# SOURCE MATERIAL
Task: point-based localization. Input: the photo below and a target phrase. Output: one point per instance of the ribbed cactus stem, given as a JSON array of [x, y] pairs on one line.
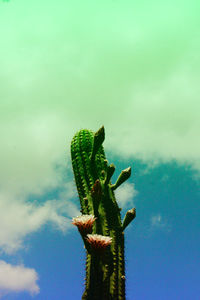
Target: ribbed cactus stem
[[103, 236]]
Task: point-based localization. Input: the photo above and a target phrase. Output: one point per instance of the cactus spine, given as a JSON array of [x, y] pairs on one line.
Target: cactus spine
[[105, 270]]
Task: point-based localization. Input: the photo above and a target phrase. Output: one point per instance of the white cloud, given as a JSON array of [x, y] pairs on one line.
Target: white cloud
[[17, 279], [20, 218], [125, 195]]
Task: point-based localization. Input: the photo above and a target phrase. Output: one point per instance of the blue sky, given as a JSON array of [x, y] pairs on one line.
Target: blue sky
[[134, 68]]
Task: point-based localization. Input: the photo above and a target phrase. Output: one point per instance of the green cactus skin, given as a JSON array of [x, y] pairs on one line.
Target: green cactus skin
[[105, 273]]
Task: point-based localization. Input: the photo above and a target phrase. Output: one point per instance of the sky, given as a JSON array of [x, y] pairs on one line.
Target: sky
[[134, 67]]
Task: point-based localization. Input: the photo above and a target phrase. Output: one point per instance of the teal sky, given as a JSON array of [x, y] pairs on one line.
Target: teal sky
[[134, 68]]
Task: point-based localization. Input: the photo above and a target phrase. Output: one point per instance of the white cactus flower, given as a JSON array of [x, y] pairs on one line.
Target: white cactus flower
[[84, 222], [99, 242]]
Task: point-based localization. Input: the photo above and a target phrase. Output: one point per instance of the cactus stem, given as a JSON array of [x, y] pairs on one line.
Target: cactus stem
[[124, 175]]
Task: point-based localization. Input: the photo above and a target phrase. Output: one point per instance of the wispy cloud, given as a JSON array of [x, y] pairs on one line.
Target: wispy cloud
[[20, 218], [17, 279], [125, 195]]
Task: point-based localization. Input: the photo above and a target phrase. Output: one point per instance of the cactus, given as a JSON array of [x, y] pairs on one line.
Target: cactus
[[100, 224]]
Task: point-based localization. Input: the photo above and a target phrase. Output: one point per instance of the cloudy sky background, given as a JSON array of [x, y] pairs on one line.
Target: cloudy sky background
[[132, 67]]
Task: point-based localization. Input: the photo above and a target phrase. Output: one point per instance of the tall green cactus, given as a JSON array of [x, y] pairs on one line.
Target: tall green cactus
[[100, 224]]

==

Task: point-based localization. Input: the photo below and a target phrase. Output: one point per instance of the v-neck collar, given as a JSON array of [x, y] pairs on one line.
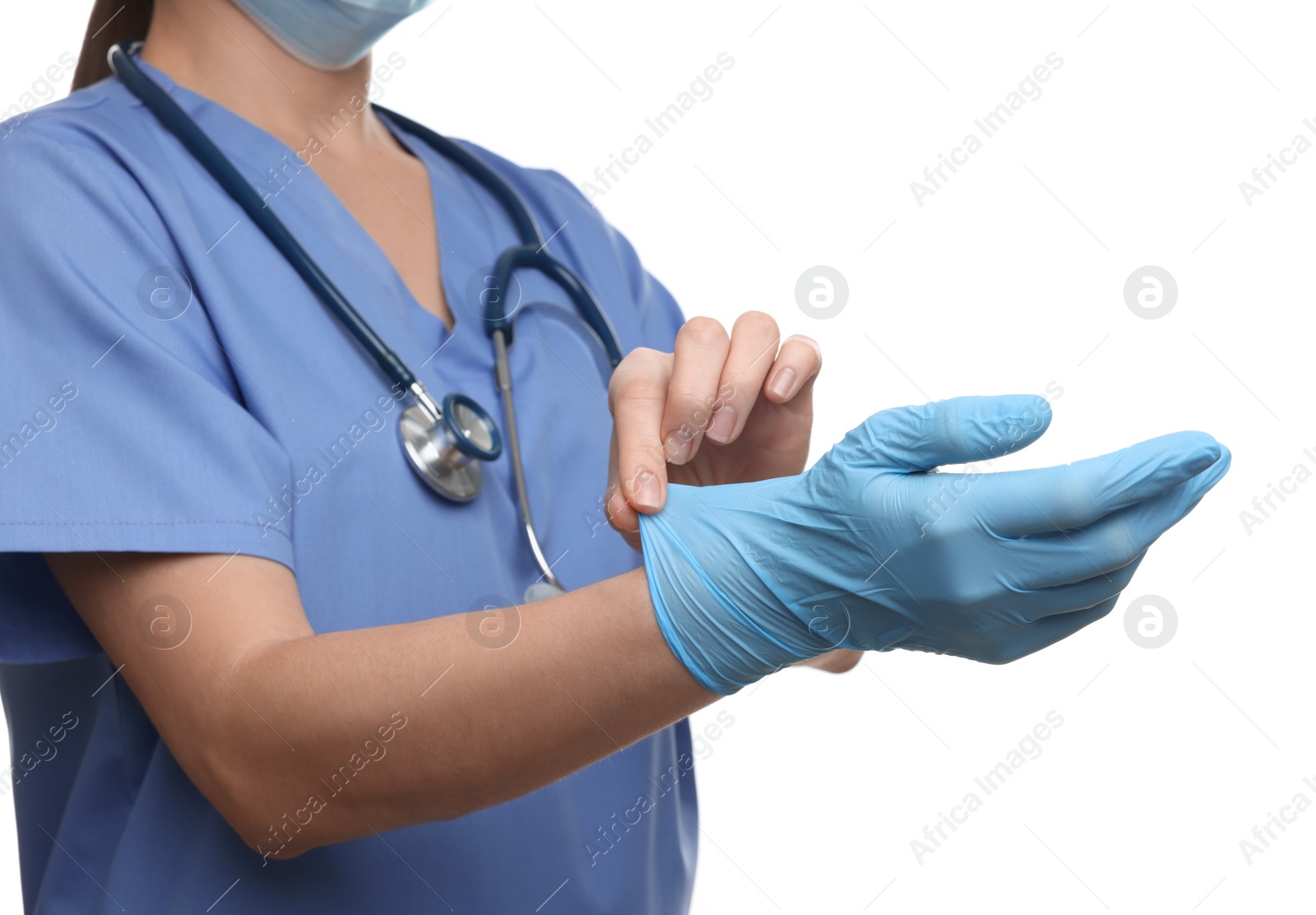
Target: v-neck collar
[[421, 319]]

# AIM OF THE EXERCISE
Exact duplication is required for the lines above, from the line that contains "Target: green cactus skin" to the line that contains "of the teal", inclusive; omit all others.

# REPLY TO THE TASK
Target: green cactus skin
[[105, 273]]
Task: point-based localization. Input: the photo above and a target phrase. Output: one point per instance of the sky, given as a JSON array of [x, y] pairs on one line.
Target: sky
[[134, 67]]
Task: point-based localization. Input: the photo above and a target phrase. Output: one point per instance of the teal sky, given as a JSON array of [x, y] pairs on one line.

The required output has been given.